Data supplied:
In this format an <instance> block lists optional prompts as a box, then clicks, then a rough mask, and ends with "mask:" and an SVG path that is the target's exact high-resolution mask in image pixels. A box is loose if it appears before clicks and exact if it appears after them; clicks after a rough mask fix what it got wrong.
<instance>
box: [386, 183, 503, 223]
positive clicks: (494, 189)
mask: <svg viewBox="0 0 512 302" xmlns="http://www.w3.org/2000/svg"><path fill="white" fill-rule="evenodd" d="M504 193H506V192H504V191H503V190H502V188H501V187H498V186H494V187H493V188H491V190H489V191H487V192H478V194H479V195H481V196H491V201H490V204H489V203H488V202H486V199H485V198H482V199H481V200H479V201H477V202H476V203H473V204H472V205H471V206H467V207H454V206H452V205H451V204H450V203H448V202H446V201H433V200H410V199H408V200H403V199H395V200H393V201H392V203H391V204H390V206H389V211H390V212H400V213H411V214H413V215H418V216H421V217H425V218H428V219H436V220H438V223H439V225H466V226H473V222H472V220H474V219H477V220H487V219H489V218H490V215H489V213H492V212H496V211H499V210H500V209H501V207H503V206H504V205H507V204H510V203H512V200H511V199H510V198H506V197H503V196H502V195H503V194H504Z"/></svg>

What to produce:
Please set out the items as a numbered list, from their first line through the line containing "positive clicks: (494, 189)", both included. Leave out any blank lines.

Task solution:
1. In this format an <instance> block lists optional prompts as a box, then clicks, then a rough mask, and ends with "mask:" and an SVG path that is the target's exact high-resolution mask in image pixels. A box is loose if it appears before clicks and exact if it appears after them; clicks after a rough mask fix what it got wrong.
2. <instance>
3. box: [386, 183, 503, 223]
4. positive clicks: (494, 189)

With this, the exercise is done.